Exercise> Update the rows below by replacing "even-odd" with "nonzero" wherever it appears, and keep everything else the same.

Data listing>
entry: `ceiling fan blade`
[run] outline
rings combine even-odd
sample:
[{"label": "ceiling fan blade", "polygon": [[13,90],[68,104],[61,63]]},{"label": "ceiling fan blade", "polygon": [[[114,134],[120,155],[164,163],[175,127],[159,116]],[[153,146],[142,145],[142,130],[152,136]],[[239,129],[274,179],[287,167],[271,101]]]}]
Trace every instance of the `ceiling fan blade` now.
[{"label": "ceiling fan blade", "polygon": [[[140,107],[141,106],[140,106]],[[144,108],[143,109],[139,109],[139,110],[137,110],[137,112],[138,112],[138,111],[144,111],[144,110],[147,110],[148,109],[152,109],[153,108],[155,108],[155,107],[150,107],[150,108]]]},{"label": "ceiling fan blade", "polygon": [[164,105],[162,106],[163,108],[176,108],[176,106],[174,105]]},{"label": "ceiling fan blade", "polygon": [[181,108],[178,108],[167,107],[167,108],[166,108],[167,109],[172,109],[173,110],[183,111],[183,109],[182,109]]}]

Answer in full>
entry: `ceiling fan blade`
[run] outline
rings combine nonzero
sample:
[{"label": "ceiling fan blade", "polygon": [[13,90],[68,104],[61,63]]},{"label": "ceiling fan blade", "polygon": [[[114,134],[120,155],[164,163],[175,127],[159,116]],[[153,146],[142,145],[142,130],[152,136]],[[239,129],[274,179],[287,167],[271,101]]]}]
Trace every instance of the `ceiling fan blade` now.
[{"label": "ceiling fan blade", "polygon": [[[140,107],[141,106],[140,106]],[[144,108],[143,109],[139,109],[139,110],[137,110],[137,112],[138,112],[138,111],[144,111],[144,110],[147,110],[148,109],[152,109],[153,108],[155,108],[155,107],[150,107],[150,108]]]},{"label": "ceiling fan blade", "polygon": [[164,105],[162,106],[163,108],[176,108],[176,106],[174,105]]},{"label": "ceiling fan blade", "polygon": [[181,108],[178,108],[167,107],[167,108],[166,108],[167,109],[172,109],[173,110],[183,111],[183,109],[182,109]]}]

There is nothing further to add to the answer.